======== DATA EXCERPTS ========
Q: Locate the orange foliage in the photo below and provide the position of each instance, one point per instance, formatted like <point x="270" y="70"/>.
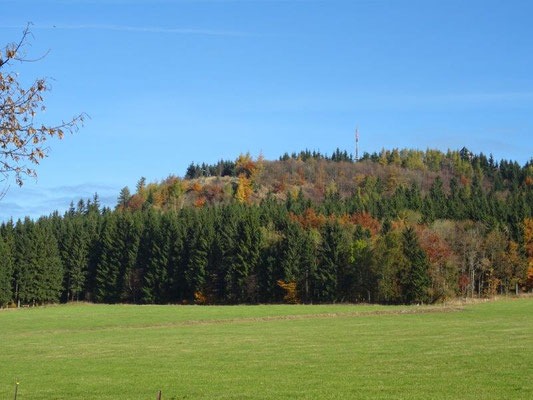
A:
<point x="291" y="294"/>
<point x="301" y="177"/>
<point x="200" y="298"/>
<point x="245" y="165"/>
<point x="200" y="202"/>
<point x="367" y="221"/>
<point x="196" y="187"/>
<point x="244" y="189"/>
<point x="309" y="219"/>
<point x="281" y="185"/>
<point x="136" y="202"/>
<point x="436" y="248"/>
<point x="528" y="240"/>
<point x="465" y="181"/>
========
**OBJECTIVE:** Rewrite the items above, replacing "orange foliage" with "orange leaves" and leaving everything else unchanged. Omit the pictures from your version.

**OUTPUT OF THE EXERCISE:**
Q: Locate the orange leaves in the photo below and provide the position of each instance, one point per instance, formatted like <point x="270" y="70"/>.
A:
<point x="291" y="294"/>
<point x="301" y="177"/>
<point x="200" y="298"/>
<point x="245" y="165"/>
<point x="200" y="202"/>
<point x="367" y="221"/>
<point x="196" y="187"/>
<point x="244" y="189"/>
<point x="309" y="219"/>
<point x="281" y="185"/>
<point x="136" y="202"/>
<point x="436" y="248"/>
<point x="528" y="240"/>
<point x="465" y="181"/>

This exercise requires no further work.